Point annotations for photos
<<<<

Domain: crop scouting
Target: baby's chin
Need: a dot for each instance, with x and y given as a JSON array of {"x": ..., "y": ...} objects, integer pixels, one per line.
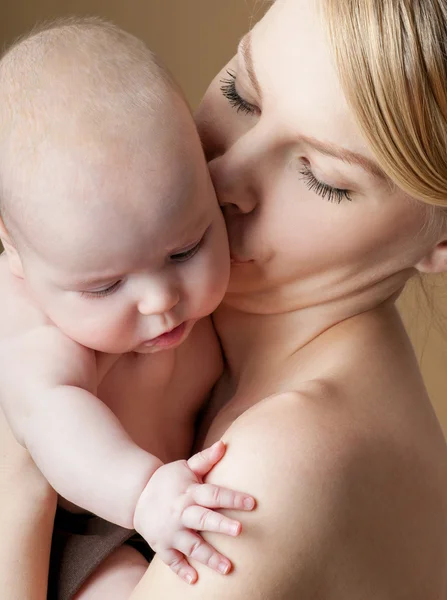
[{"x": 169, "y": 341}]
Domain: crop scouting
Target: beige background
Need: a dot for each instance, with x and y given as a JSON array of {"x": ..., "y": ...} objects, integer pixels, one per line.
[{"x": 195, "y": 38}]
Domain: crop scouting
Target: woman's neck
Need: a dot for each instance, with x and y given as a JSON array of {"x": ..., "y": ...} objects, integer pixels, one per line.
[{"x": 253, "y": 341}]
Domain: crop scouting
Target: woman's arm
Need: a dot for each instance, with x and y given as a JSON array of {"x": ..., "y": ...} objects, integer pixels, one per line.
[
  {"x": 336, "y": 518},
  {"x": 27, "y": 506}
]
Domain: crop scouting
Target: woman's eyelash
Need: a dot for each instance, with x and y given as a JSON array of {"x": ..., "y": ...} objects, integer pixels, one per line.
[
  {"x": 228, "y": 89},
  {"x": 323, "y": 189},
  {"x": 101, "y": 293}
]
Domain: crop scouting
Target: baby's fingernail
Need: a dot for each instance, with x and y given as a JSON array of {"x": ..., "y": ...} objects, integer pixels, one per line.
[
  {"x": 249, "y": 503},
  {"x": 223, "y": 567},
  {"x": 235, "y": 528}
]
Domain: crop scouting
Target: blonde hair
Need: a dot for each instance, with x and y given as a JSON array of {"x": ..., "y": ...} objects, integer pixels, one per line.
[{"x": 392, "y": 60}]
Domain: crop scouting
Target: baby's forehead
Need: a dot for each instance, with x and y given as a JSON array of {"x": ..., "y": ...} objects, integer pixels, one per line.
[{"x": 88, "y": 104}]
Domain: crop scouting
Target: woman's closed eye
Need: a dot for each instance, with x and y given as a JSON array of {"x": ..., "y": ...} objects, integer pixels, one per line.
[
  {"x": 228, "y": 89},
  {"x": 103, "y": 291},
  {"x": 332, "y": 194}
]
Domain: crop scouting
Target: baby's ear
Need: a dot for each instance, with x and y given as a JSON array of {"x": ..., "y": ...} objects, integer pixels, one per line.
[
  {"x": 435, "y": 261},
  {"x": 14, "y": 260}
]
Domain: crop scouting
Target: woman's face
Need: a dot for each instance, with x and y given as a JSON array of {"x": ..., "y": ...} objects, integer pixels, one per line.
[{"x": 311, "y": 217}]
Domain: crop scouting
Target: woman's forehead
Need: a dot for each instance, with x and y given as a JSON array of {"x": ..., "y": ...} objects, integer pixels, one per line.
[{"x": 294, "y": 64}]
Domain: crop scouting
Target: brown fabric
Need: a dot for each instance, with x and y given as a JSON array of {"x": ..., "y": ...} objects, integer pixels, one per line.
[{"x": 80, "y": 544}]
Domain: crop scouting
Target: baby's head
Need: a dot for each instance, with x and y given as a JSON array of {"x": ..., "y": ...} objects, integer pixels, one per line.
[{"x": 107, "y": 208}]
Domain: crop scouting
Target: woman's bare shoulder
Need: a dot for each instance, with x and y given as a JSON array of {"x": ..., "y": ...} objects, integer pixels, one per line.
[{"x": 341, "y": 496}]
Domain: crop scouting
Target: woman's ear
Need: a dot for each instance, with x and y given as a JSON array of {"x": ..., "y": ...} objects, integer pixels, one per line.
[
  {"x": 14, "y": 260},
  {"x": 435, "y": 261}
]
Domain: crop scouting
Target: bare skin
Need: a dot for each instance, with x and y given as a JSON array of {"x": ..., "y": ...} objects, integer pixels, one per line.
[
  {"x": 322, "y": 406},
  {"x": 111, "y": 323}
]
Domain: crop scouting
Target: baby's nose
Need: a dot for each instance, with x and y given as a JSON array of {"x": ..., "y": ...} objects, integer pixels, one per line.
[{"x": 158, "y": 300}]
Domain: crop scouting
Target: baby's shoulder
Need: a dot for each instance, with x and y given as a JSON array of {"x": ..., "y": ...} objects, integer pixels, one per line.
[
  {"x": 29, "y": 342},
  {"x": 201, "y": 353}
]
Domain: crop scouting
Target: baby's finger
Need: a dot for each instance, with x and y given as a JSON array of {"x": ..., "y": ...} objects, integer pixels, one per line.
[
  {"x": 202, "y": 462},
  {"x": 178, "y": 563},
  {"x": 194, "y": 546},
  {"x": 203, "y": 519},
  {"x": 214, "y": 496}
]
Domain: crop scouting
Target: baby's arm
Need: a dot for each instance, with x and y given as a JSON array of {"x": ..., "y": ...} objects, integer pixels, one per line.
[
  {"x": 84, "y": 452},
  {"x": 74, "y": 438}
]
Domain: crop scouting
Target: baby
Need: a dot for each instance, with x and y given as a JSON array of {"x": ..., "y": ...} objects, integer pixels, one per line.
[{"x": 115, "y": 253}]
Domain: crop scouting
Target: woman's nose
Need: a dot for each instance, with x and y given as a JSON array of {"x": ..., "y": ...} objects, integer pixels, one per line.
[
  {"x": 236, "y": 176},
  {"x": 158, "y": 299}
]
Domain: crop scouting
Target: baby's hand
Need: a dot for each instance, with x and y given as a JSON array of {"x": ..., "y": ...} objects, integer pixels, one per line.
[{"x": 176, "y": 504}]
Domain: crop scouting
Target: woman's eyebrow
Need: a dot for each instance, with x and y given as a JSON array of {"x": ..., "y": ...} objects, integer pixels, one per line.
[
  {"x": 245, "y": 50},
  {"x": 328, "y": 149},
  {"x": 346, "y": 156}
]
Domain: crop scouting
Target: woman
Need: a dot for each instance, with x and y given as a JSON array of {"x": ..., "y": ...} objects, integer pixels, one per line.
[{"x": 327, "y": 142}]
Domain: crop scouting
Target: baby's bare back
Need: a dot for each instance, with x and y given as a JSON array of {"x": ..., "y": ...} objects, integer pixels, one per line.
[{"x": 98, "y": 426}]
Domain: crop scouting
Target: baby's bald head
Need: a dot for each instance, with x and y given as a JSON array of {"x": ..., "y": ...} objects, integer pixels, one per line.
[{"x": 77, "y": 83}]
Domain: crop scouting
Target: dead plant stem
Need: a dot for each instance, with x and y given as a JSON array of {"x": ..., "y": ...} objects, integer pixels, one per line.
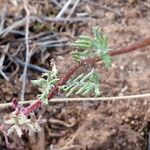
[{"x": 133, "y": 47}]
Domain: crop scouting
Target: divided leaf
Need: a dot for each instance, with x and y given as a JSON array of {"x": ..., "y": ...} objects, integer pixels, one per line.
[{"x": 83, "y": 84}]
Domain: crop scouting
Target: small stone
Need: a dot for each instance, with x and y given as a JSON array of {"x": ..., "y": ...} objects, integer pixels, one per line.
[{"x": 110, "y": 15}]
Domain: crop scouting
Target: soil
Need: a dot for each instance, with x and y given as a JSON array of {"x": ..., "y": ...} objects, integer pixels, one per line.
[{"x": 111, "y": 125}]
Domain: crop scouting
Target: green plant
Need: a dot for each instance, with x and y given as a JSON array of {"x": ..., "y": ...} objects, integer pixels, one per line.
[{"x": 90, "y": 50}]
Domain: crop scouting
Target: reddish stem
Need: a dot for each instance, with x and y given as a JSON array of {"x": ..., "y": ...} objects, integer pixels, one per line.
[{"x": 74, "y": 68}]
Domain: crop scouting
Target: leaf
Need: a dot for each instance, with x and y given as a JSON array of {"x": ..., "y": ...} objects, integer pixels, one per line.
[
  {"x": 18, "y": 130},
  {"x": 97, "y": 90}
]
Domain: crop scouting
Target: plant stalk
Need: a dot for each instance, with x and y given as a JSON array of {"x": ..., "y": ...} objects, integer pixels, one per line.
[{"x": 133, "y": 47}]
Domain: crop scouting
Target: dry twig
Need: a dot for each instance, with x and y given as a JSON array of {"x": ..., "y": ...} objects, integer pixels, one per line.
[{"x": 27, "y": 48}]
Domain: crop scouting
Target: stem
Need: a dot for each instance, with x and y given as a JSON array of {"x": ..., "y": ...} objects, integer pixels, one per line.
[{"x": 133, "y": 47}]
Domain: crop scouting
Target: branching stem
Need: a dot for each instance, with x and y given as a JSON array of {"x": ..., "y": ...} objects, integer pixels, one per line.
[{"x": 133, "y": 47}]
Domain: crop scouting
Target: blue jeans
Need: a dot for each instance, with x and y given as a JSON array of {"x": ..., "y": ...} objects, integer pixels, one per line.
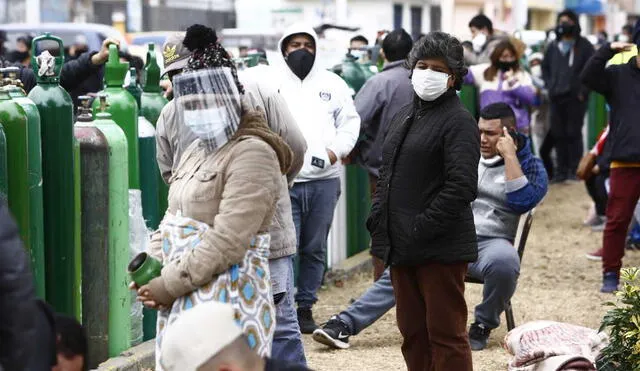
[
  {"x": 287, "y": 342},
  {"x": 312, "y": 204},
  {"x": 369, "y": 307},
  {"x": 498, "y": 265}
]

>>>>

**WHAT YOU SHOULD DO:** How many lines of the data above contain the string "nose"? Case counts; reply with the number alone.

**REPLY:** 2